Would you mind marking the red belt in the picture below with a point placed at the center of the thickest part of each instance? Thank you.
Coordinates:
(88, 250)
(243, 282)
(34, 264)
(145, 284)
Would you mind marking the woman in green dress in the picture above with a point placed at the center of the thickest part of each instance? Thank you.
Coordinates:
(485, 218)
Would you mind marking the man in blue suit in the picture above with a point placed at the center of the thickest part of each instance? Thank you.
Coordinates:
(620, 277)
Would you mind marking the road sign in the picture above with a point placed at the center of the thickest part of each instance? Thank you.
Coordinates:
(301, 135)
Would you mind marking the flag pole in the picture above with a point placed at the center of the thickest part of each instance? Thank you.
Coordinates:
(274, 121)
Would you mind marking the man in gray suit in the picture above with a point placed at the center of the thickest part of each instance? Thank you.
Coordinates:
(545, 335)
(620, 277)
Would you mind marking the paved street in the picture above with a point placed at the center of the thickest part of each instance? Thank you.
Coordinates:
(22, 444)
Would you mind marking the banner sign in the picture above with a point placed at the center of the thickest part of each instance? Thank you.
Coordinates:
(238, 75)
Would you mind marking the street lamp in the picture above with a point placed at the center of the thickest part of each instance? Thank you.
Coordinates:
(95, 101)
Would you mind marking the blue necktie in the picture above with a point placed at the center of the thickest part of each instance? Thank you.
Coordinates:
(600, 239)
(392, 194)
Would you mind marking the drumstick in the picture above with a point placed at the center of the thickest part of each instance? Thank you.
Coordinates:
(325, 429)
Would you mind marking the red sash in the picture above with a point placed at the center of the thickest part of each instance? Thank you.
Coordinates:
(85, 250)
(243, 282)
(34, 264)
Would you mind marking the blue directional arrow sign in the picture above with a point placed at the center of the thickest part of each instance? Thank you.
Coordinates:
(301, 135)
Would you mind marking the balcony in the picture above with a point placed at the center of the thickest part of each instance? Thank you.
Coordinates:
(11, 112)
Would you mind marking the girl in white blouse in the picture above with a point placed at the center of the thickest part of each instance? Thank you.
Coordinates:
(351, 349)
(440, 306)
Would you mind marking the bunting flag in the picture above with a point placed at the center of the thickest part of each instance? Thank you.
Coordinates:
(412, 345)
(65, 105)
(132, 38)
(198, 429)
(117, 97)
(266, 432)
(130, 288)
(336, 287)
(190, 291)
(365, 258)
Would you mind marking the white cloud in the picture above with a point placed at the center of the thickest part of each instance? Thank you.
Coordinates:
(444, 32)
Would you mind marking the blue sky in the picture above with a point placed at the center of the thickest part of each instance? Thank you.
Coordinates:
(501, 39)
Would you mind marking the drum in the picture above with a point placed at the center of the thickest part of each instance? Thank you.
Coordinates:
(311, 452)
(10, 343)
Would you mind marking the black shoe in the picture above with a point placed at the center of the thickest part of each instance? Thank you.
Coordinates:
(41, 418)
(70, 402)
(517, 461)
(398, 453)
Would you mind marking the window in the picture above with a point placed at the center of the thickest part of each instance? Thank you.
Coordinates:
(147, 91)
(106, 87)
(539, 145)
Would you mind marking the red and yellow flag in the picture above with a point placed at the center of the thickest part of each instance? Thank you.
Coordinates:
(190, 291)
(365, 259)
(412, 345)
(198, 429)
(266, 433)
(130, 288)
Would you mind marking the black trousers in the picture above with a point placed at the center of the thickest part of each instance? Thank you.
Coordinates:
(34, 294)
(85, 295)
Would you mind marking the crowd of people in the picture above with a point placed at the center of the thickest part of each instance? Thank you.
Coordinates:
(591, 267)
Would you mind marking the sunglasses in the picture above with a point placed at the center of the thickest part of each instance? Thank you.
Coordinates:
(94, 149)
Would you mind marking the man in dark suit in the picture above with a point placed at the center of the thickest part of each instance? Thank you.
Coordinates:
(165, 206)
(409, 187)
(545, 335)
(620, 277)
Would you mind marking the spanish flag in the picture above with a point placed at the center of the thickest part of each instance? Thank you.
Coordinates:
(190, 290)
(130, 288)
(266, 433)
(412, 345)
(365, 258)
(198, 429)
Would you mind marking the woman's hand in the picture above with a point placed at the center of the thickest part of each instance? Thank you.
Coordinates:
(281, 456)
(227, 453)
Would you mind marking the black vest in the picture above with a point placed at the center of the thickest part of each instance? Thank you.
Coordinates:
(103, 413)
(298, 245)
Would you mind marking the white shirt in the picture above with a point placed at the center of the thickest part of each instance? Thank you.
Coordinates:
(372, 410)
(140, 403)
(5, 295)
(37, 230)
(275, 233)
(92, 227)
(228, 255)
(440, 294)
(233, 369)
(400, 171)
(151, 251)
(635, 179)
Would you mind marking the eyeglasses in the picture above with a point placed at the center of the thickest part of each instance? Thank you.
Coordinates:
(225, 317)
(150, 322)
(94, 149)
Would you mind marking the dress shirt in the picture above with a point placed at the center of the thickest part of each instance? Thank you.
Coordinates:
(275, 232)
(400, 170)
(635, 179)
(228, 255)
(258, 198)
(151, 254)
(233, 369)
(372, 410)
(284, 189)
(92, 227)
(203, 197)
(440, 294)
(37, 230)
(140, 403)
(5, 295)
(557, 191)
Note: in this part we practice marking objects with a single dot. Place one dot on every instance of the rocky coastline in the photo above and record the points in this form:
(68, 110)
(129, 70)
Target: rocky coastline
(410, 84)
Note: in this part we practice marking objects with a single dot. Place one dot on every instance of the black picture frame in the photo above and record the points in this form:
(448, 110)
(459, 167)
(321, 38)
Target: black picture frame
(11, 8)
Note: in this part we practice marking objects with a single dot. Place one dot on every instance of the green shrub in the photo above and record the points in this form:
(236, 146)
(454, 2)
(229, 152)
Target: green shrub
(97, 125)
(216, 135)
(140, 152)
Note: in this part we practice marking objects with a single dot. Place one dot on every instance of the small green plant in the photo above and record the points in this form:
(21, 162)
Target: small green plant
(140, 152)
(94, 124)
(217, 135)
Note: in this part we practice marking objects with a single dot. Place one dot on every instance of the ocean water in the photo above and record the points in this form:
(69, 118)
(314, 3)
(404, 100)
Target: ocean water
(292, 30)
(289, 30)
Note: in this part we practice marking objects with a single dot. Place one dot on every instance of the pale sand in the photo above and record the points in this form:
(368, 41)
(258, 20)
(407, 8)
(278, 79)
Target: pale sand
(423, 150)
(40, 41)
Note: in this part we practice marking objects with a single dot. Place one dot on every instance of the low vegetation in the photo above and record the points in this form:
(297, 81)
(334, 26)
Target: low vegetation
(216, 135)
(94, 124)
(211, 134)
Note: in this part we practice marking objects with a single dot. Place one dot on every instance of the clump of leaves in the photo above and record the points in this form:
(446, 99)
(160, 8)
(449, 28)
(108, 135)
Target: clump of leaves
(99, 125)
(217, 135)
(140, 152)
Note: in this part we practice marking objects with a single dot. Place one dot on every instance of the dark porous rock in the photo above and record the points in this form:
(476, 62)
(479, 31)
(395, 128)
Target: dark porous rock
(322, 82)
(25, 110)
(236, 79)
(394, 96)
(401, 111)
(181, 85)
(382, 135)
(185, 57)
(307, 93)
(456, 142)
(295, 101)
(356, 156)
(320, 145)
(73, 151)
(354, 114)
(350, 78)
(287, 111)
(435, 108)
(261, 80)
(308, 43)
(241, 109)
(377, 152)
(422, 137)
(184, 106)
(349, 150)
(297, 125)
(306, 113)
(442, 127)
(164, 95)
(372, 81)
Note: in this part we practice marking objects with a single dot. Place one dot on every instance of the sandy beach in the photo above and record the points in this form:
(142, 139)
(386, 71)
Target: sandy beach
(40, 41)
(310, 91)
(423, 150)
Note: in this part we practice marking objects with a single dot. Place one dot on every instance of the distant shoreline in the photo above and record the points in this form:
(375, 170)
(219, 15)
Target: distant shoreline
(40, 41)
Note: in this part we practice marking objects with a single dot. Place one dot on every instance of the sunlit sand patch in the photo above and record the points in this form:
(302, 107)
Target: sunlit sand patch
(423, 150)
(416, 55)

WRITTEN REQUEST ▸ Repeat the lines of the listing above word for word, starting at the line that contains "of the sunlit" and ending with the last line of the listing, both included.

RESULT OF THE EXERCISE ▸
Note: in this part we practice marking objects with a single dot. Place one dot on every instance of the sunlit sand patch in the photo above and record the points in this form:
(302, 107)
Target: sunlit sand patch
(423, 150)
(416, 55)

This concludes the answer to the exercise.